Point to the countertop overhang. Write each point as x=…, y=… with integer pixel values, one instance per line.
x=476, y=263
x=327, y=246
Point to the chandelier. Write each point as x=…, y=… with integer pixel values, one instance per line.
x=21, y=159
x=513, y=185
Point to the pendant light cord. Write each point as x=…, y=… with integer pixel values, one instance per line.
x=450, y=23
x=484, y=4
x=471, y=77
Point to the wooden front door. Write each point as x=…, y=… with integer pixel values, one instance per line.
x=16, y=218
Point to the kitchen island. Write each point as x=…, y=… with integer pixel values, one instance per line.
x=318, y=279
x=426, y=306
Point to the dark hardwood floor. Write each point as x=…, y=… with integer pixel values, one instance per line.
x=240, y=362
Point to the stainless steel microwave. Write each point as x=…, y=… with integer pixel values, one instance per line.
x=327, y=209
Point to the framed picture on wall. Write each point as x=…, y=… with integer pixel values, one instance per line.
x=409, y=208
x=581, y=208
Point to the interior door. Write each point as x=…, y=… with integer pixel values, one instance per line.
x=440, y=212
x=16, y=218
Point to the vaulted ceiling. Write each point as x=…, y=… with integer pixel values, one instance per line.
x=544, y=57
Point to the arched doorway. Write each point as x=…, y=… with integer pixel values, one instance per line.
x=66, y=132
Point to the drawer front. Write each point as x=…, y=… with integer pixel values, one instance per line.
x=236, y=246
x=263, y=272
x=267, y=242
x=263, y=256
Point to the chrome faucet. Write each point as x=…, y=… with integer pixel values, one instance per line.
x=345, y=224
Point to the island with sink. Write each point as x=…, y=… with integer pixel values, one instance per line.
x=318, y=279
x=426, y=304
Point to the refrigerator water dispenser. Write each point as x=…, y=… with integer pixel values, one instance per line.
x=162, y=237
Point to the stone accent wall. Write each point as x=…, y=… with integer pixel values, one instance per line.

━━━━━━━━━━━━━━━━

Description of the task » Turn the entries from the line holding "Point to the dark" through the end of the entries, both included, into a numbered list, leaving out any blank lines.

Solution to this exercise »
1. Point to the dark hardwood floor. Write each point as x=…, y=… with integer pixel values, one instance per line.
2. x=240, y=362
3. Point to the stainless steel microwave. Write each point as x=…, y=… with integer pixel values, one instance per line.
4. x=327, y=209
5. Point to the framed picture on wall. Write each point as x=…, y=… with integer pixel values, one instance per line.
6. x=409, y=208
7. x=581, y=208
8. Point to the interior door. Write each point as x=…, y=… with integer pixel values, one instance per line.
9. x=440, y=212
10. x=16, y=218
11. Point to the vaulted ceiling. Write each point as x=…, y=… with integer pixel values, one instance per line.
12. x=544, y=57
13. Point to the arched doorway. Write each point as x=…, y=… with integer pixel values, one instance per line.
14. x=66, y=132
15. Point to the drawer front. Write each point as x=…, y=… with integer pixel values, one instance per line.
16. x=236, y=246
17. x=263, y=272
18. x=267, y=242
19. x=263, y=256
20. Point to the chrome faucet. Write each point as x=…, y=… with integer pixel values, one instance per line.
21. x=345, y=224
22. Point to the island with sink. Write each point as x=…, y=… with integer pixel values, one instance per line.
23. x=318, y=279
24. x=426, y=304
25. Point to the refrigerator water dispenser. Write each point as x=…, y=… with integer pixel values, one instance per line.
26. x=162, y=237
27. Point to the stone accent wall. Write each point as x=…, y=… with integer pixel values, one instance per line.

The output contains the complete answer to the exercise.